Your task is to transcribe all of the data below exactly, omitting the images.

━━━ MATERIAL FOR THIS TASK

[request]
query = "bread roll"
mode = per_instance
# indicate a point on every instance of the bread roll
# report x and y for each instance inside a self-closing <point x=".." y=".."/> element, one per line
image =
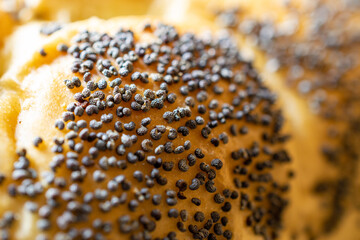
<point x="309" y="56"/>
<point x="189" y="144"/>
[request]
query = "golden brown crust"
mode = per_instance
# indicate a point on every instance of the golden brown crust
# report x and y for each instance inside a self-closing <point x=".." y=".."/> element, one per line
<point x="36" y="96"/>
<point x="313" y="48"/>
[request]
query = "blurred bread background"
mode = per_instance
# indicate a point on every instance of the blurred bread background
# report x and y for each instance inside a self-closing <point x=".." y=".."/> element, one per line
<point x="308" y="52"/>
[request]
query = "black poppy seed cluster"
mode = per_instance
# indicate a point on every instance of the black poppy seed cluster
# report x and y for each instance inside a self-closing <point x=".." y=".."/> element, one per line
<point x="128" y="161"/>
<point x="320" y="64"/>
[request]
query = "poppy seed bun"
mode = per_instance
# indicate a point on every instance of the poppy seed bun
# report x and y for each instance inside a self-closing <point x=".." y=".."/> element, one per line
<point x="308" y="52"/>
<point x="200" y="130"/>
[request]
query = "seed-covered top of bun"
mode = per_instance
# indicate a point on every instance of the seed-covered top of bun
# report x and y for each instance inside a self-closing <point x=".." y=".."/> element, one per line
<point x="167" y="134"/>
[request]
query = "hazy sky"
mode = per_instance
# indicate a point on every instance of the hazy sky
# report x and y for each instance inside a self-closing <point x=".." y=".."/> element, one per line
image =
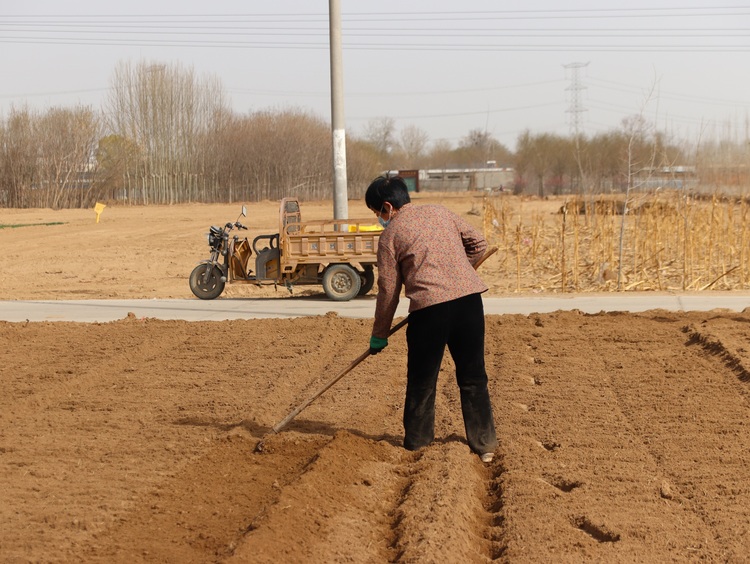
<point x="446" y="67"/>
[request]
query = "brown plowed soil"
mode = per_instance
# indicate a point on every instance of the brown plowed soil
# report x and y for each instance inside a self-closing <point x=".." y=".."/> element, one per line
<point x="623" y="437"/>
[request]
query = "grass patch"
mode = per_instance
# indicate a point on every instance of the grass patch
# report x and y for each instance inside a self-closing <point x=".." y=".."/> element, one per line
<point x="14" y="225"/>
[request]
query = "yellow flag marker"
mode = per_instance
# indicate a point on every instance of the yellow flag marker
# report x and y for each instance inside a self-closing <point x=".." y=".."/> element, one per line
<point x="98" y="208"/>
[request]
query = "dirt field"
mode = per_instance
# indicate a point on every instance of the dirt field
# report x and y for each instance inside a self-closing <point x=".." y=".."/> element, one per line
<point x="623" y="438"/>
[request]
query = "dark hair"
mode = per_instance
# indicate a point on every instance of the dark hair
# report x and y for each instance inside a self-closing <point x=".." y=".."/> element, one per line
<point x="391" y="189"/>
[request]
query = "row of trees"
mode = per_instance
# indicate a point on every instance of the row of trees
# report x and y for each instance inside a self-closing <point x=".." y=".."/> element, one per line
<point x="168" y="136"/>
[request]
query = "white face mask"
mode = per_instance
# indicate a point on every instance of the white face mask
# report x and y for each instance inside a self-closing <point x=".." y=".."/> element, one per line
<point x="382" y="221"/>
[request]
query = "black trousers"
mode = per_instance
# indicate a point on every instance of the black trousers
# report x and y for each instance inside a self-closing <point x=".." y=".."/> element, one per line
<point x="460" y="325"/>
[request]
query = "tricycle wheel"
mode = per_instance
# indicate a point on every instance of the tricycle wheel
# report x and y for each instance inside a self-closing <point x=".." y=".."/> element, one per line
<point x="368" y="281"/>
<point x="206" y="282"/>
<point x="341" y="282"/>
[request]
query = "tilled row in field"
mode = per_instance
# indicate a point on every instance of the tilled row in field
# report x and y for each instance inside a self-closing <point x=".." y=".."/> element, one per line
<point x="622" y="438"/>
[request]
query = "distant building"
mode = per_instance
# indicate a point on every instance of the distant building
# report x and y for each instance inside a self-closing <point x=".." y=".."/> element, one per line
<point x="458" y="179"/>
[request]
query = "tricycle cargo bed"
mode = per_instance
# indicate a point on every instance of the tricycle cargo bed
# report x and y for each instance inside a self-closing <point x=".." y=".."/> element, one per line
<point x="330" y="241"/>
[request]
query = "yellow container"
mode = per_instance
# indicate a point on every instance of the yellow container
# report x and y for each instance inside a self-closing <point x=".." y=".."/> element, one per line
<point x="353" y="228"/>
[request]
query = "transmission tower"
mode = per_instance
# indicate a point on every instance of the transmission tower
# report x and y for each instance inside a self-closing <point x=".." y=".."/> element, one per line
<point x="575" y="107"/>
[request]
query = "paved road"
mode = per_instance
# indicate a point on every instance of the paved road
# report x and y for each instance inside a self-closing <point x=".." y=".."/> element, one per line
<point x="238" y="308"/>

━━━━━━

EXERCISE ANSWER:
[request]
query = "bread roll"
mode = per_instance
# indicate a point on every instance of the bread roll
# report x and y for each instance inside a self-closing <point x=".." y=".."/> element, one per line
image =
<point x="309" y="56"/>
<point x="189" y="144"/>
[request]
query = "golden brown crust"
mode = per_instance
# indicate a point on every instance of the golden brown crust
# report x and y for each instance inside a self-closing <point x=".." y=".."/> element, one per line
<point x="36" y="96"/>
<point x="313" y="48"/>
[request]
query = "blurred bread background"
mode = per_instance
# indicate a point on every instance of the blurred bread background
# report x and y for each instance inside a self-closing <point x=".." y=".."/> element, one per line
<point x="308" y="52"/>
[request]
query = "black poppy seed cluster"
mode = per_instance
# indicate a point on every instance of the black poppy seed cluster
# report x and y for each instance inside a self-closing <point x=".." y=".."/> element, one per line
<point x="128" y="161"/>
<point x="320" y="64"/>
[request]
query = "poppy seed bun"
mode = per_instance
# indicate a point on every instance of the poppy seed bun
# report x and y for each instance inside a self-closing <point x=".." y=".."/> element, one per line
<point x="308" y="52"/>
<point x="200" y="130"/>
[request]
query = "seed-covered top of bun"
mode = per_instance
# indicate a point on every instance of the seed-covered top of bun
# report x and y for each instance inside a self-closing <point x=".." y=".."/> element, one per line
<point x="167" y="134"/>
[request]
query = "hazy sky"
mode = per_instance
# indicate a point on every instance of the hazy sky
# report x and y for each instance inside a self-closing <point x=".." y=".."/> element, one per line
image =
<point x="446" y="67"/>
[request]
query = "brown plowed soil"
mode = per_instance
# indicate a point on every instance of the brown plowed soil
# report x and y for each instance inside a self-closing <point x=".." y=".."/> element, one per line
<point x="623" y="437"/>
[request]
query = "grass patch"
mode = per_instance
# indicate a point on every instance of the grass patch
# report x and y for each instance inside a self-closing <point x=".." y=".."/> element, one per line
<point x="14" y="225"/>
[request]
query = "yellow flag marker"
mode = per_instance
# indicate a point on every instance of the yellow flag marker
# report x and y for each instance inside a self-closing <point x=".." y=".."/> element, one per line
<point x="98" y="208"/>
[request]
query = "dirt field"
mode = per_instance
# indicate a point on every instance of the dirt field
# report x and y for each instance inside a self-closing <point x=".." y=".."/> element, one per line
<point x="623" y="438"/>
[request]
query = "dark hair"
mode = per_instance
# indicate a point on every instance of the dark hair
# report x and y for each instance inside a self-closing <point x=".." y=".."/> element, one per line
<point x="391" y="189"/>
[request]
query = "row of trees"
mode = per_instance
# indicate a point on every instance of the row of trees
# report x and y for each instance inside a self-closing <point x=".." y=".."/> element, one per line
<point x="168" y="136"/>
[request]
query = "white face mask"
mode = per_instance
# indicate a point on every instance of the white face mask
# report x and y for each instance inside a self-closing <point x=".." y=".."/> element, one per line
<point x="382" y="221"/>
[request]
query = "black trousers"
mode = per_instance
# indicate a point on every instance of the black trousers
# report x and y for each instance inside a self-closing <point x=".." y=".."/> element, one per line
<point x="460" y="325"/>
[request]
query = "tricycle wheel"
mode = per_instance
# indicate a point on every instance of the tricycle wheel
# report x and y for each instance inside a self-closing <point x=".." y=".."/> element, one per line
<point x="368" y="281"/>
<point x="206" y="282"/>
<point x="341" y="282"/>
[request]
query = "tilled row in field"
mode = per_instance
# indicate a point on every instance of the tilled row in field
# report x and y for each instance inside a self-closing <point x=".." y=".."/> element, one per line
<point x="622" y="438"/>
[request]
query = "distant building"
mode = per_instance
# indicate a point on every instance of the distant building
# report x and y for each instance inside a self-closing <point x=".." y=".."/> element, one per line
<point x="458" y="179"/>
[request]
query = "tricycle cargo bed"
mode = per_instance
# indicate a point on every instance of the tricycle cargo bed
# report x and y for each instance inside a self-closing <point x=".." y=".."/> element, one per line
<point x="330" y="241"/>
[request]
query = "yellow container"
mode = per_instance
# indicate a point on every instance of the yellow container
# report x and y for each instance inside a self-closing <point x=".." y=".."/> element, one per line
<point x="353" y="228"/>
[request]
query = "transmission tower"
mode = per_instance
# indicate a point on every instance of the transmission tower
# report x and y for each instance inside a self-closing <point x=".." y=".."/> element, one per line
<point x="575" y="107"/>
[request]
query = "paved road"
mode = per_instance
# indicate a point on every instance of the paved road
# report x and y for each instance inside a self-closing <point x=".." y=".."/> element, one per line
<point x="238" y="308"/>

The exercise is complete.